**THE DATA**
=====

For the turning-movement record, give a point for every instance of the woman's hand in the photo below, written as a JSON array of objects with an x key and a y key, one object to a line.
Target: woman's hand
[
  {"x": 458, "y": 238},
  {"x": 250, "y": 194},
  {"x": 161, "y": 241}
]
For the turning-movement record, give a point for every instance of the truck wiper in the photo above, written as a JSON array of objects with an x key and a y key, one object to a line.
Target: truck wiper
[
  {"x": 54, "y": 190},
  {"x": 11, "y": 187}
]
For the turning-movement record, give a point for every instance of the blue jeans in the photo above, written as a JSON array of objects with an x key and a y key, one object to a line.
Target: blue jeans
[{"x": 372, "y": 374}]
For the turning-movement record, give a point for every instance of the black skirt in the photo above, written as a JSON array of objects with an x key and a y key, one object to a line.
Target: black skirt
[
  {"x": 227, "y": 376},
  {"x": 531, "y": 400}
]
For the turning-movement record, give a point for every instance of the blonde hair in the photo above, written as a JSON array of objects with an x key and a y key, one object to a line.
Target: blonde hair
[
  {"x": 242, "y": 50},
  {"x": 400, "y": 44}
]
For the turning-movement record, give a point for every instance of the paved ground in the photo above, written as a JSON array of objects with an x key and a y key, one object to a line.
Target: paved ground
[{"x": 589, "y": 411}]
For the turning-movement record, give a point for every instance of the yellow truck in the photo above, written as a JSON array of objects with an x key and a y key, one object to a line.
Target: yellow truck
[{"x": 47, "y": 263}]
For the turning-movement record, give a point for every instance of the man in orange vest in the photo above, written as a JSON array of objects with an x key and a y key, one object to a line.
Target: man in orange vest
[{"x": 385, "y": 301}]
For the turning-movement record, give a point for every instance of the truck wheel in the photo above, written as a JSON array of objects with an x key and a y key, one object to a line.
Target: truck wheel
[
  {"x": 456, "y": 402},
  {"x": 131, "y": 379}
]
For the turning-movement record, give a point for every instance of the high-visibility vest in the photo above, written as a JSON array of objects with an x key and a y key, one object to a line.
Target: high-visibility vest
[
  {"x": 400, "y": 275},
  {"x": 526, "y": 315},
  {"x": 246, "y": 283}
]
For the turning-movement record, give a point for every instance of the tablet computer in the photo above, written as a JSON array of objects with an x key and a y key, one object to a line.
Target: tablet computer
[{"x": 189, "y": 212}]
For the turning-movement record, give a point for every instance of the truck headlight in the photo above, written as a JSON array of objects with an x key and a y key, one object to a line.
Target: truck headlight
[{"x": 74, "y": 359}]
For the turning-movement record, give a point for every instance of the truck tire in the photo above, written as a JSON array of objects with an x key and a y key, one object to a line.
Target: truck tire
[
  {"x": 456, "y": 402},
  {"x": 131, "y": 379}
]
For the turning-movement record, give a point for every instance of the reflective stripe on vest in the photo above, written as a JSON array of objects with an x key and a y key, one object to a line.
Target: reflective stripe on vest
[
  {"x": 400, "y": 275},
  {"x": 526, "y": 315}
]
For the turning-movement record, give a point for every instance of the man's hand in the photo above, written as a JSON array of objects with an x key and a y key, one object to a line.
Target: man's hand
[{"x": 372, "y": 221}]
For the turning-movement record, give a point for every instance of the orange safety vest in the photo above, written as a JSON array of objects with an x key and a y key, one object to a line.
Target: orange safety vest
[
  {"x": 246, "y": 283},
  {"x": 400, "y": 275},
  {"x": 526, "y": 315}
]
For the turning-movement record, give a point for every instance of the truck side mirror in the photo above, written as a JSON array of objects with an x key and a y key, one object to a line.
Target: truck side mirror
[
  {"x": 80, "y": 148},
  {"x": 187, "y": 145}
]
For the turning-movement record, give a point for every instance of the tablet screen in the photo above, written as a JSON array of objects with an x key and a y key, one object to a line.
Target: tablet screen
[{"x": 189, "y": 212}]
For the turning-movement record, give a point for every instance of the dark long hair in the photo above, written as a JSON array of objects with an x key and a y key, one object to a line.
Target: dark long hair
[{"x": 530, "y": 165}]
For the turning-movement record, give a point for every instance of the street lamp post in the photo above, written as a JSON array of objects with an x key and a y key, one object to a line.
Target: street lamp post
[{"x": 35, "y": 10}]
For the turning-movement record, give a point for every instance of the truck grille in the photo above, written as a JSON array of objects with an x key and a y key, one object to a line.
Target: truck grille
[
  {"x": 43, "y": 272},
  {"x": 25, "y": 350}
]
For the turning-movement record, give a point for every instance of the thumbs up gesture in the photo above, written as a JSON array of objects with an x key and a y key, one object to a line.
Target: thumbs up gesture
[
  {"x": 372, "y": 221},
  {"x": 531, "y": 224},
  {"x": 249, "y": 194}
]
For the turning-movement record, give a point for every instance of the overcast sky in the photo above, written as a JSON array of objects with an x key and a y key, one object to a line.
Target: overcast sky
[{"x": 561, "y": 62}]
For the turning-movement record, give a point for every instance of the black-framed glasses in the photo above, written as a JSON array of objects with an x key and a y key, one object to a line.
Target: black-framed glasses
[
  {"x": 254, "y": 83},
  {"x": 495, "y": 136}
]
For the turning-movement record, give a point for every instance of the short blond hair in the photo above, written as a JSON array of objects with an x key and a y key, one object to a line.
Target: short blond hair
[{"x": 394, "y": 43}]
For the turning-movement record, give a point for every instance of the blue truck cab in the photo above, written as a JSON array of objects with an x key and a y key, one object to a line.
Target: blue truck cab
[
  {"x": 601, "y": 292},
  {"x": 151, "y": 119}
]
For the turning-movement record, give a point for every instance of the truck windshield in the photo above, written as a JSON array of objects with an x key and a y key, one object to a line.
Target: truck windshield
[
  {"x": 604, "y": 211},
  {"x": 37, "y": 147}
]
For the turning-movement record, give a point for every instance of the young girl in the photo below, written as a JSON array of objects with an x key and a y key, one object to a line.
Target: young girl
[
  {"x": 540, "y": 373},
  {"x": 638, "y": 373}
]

=====

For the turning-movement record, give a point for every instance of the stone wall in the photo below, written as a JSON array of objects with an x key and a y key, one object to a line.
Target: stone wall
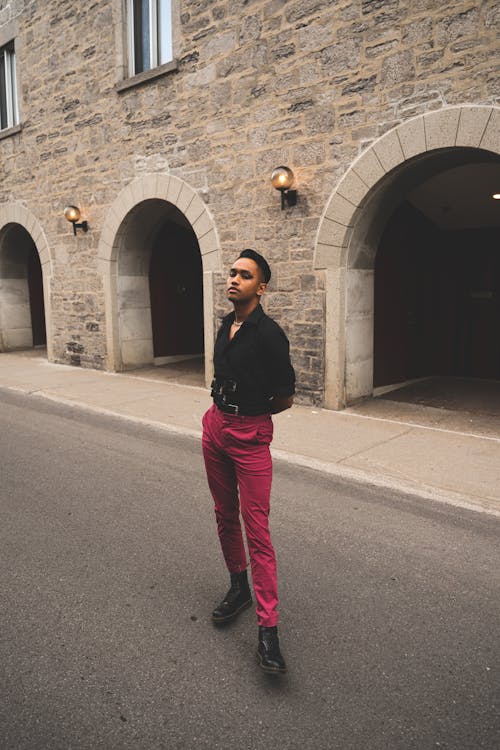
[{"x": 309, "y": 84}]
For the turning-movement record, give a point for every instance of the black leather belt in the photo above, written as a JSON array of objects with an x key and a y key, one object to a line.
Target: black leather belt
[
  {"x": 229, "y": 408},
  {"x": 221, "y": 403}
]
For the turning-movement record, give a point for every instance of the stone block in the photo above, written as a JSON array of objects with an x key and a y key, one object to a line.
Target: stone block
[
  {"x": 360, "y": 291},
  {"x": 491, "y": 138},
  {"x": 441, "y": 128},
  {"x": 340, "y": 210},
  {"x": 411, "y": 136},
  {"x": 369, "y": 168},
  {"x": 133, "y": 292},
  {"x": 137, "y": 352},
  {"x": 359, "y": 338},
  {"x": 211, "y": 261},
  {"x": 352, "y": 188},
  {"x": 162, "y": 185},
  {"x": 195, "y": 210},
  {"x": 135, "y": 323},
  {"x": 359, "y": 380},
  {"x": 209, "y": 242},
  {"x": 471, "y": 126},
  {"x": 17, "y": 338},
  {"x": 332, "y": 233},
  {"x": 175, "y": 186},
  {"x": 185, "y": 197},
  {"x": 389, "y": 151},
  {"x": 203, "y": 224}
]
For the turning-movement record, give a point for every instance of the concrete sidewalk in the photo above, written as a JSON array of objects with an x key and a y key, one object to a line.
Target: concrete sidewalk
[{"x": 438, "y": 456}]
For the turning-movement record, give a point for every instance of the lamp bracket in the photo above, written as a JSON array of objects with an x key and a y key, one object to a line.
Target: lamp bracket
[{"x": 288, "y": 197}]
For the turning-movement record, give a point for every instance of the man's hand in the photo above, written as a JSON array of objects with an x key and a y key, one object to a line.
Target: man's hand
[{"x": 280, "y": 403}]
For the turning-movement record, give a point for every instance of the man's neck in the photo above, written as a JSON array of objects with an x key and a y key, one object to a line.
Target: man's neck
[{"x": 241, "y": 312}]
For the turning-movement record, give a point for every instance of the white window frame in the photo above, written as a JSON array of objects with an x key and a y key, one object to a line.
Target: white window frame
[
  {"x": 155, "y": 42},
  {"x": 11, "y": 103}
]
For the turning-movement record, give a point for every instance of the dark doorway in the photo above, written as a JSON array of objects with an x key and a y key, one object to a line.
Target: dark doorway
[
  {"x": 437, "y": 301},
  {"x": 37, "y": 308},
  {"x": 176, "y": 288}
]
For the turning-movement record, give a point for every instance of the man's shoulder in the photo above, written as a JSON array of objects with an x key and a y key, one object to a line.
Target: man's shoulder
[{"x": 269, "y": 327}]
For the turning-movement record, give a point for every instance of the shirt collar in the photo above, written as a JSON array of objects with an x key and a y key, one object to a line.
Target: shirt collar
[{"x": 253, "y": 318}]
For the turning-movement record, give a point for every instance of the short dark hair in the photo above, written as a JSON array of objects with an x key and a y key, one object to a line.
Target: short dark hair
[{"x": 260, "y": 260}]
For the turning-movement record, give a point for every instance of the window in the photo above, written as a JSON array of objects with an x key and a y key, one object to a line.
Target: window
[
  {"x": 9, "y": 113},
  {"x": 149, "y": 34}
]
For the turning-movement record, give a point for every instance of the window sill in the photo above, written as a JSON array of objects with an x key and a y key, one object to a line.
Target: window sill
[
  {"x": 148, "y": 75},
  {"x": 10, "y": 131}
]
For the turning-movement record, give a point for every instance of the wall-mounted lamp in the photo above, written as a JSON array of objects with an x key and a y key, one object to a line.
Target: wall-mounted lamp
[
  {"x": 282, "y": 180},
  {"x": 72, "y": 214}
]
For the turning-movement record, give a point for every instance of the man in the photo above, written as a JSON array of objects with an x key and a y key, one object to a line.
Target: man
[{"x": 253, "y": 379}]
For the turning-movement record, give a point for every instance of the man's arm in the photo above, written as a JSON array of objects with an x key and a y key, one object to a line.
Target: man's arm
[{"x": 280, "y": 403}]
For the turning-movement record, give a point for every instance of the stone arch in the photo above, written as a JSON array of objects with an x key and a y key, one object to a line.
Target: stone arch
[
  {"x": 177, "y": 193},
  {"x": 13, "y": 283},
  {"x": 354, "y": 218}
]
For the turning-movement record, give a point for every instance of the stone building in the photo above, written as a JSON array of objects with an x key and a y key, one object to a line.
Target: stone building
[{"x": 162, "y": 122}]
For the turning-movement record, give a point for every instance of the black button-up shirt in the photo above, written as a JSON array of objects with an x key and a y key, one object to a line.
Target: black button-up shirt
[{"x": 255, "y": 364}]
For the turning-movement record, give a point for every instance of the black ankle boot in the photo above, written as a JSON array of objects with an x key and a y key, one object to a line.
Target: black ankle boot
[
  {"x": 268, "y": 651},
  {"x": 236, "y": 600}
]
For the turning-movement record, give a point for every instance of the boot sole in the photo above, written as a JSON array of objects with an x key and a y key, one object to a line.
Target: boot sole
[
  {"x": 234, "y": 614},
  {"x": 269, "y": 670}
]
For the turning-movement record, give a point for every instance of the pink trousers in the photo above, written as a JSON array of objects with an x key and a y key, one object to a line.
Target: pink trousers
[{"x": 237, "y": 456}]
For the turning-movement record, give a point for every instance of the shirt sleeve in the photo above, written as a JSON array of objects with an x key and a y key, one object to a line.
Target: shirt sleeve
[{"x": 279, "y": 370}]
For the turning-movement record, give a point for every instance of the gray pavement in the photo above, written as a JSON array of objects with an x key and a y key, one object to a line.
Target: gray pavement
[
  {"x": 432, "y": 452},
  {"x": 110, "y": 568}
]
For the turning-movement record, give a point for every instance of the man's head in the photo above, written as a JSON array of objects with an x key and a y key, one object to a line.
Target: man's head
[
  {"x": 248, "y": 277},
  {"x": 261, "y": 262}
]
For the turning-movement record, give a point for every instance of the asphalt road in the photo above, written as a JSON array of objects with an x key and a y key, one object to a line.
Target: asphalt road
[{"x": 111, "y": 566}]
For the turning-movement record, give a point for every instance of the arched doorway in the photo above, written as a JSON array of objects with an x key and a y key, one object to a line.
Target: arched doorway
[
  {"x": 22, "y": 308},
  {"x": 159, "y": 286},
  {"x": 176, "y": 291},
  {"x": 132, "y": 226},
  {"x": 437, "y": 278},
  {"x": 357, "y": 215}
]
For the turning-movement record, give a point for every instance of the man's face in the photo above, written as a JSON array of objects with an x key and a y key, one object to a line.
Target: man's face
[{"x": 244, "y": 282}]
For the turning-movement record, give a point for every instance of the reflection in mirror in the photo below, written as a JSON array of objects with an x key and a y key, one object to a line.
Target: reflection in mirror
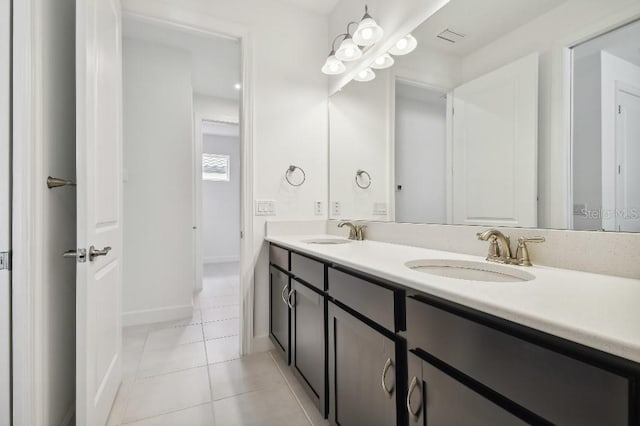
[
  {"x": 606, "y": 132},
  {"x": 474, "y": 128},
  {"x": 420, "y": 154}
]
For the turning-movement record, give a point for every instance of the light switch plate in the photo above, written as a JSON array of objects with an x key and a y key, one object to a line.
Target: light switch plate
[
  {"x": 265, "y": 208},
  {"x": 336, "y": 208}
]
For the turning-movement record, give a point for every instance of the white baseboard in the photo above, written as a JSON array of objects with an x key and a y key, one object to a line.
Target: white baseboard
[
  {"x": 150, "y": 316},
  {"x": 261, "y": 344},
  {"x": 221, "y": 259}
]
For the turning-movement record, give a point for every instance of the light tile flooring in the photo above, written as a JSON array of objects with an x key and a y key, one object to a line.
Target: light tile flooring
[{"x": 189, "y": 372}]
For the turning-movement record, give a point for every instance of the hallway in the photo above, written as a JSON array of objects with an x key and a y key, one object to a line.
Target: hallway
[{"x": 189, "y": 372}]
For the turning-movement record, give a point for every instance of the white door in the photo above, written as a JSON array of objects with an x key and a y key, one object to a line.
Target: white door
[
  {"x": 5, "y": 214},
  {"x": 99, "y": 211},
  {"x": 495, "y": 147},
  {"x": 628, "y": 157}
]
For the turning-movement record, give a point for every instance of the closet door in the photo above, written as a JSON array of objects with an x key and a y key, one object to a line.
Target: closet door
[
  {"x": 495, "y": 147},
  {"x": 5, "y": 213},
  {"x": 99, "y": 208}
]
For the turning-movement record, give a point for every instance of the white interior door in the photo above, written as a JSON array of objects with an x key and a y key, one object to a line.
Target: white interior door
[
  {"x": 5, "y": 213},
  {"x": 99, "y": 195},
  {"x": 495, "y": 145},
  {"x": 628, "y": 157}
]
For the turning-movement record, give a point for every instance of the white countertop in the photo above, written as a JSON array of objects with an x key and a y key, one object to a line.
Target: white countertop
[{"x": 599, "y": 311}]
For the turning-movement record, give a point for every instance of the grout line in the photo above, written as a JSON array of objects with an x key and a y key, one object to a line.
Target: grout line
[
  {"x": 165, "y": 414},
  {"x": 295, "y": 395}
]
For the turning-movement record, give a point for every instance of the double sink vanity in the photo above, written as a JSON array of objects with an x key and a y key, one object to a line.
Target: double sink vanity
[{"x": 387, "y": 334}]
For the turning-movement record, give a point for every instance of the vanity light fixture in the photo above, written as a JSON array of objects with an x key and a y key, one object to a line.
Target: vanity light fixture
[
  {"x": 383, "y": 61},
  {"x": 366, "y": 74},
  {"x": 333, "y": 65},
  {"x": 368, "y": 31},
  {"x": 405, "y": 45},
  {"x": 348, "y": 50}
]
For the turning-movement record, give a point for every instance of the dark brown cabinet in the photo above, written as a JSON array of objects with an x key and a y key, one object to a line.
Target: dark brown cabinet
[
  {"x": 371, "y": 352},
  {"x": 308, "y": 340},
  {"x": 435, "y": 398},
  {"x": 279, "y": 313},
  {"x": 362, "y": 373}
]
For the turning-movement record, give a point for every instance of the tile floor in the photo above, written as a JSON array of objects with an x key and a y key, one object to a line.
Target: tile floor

=====

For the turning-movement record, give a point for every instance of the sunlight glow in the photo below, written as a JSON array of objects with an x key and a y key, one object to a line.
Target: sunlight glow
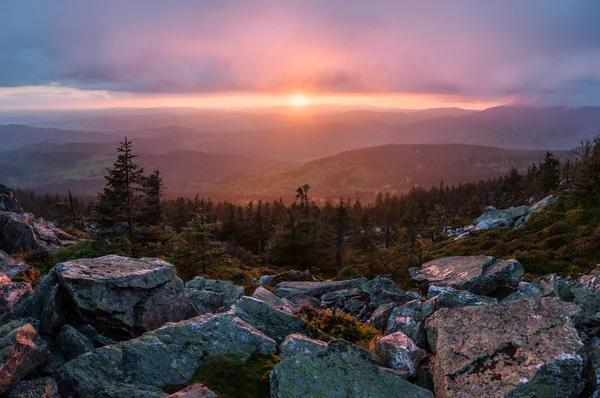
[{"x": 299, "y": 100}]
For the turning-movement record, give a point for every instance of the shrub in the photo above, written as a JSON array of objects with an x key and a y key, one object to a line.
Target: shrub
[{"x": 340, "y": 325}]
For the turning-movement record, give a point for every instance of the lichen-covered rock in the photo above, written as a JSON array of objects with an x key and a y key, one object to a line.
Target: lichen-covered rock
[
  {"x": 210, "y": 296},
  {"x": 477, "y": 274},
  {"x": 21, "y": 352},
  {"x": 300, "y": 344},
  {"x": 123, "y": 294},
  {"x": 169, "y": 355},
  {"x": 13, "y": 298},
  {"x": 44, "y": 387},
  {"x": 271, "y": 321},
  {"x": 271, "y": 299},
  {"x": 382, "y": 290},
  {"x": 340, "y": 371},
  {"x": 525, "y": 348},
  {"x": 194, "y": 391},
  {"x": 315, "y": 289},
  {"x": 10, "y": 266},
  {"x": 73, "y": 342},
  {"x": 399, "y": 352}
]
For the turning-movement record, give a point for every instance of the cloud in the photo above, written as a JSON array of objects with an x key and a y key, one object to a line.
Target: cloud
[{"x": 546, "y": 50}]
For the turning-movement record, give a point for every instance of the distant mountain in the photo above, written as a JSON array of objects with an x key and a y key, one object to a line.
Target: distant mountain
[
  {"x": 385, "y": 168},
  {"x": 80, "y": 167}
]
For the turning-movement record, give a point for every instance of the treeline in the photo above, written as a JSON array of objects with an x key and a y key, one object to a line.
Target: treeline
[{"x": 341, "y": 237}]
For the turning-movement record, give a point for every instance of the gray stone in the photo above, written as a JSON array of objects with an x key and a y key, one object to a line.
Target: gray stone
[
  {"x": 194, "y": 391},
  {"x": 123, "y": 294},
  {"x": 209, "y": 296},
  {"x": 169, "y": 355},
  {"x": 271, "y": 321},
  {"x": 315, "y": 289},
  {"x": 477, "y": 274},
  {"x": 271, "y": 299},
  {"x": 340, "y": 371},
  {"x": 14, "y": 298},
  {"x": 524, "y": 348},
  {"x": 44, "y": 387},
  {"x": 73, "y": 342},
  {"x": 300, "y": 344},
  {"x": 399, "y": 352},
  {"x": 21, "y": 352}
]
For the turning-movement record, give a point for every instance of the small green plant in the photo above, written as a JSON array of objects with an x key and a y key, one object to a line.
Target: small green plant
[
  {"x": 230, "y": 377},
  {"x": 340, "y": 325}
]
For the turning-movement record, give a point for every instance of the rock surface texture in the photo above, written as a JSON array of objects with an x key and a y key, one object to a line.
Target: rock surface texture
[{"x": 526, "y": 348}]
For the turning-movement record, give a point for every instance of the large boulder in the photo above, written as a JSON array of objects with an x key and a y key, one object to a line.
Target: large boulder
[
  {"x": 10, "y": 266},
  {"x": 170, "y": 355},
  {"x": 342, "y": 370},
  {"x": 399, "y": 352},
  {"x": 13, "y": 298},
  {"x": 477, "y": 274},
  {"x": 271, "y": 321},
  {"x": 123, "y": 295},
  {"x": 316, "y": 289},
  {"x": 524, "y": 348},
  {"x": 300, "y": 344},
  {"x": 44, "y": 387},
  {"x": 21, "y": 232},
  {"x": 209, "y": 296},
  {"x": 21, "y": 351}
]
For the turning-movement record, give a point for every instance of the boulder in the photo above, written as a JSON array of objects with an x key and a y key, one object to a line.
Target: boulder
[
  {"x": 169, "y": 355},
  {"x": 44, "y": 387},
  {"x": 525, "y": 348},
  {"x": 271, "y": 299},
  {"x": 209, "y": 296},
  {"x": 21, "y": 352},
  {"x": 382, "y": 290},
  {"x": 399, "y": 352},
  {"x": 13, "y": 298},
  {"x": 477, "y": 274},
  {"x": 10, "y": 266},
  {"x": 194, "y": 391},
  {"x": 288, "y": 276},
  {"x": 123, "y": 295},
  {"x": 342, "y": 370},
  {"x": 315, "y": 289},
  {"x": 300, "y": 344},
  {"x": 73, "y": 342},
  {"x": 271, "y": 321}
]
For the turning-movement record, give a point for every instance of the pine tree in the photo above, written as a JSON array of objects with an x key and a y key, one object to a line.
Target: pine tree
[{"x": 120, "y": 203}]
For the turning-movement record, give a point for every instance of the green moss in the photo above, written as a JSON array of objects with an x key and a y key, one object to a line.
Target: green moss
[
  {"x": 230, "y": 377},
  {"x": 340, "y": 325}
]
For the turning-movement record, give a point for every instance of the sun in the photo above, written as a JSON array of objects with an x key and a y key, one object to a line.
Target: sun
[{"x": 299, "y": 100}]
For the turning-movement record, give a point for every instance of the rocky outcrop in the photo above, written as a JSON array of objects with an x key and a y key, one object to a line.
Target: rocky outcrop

=====

Pick out every line in the items above that contains the string "skirt" and copy each of those lines. Case counts.

**RESULT BELOW**
For the turning-movement record, give a point for every instance of the black skirt in the photo above, written as a JSON array of objects with an x key and a y key, one object to a line.
Target: black skirt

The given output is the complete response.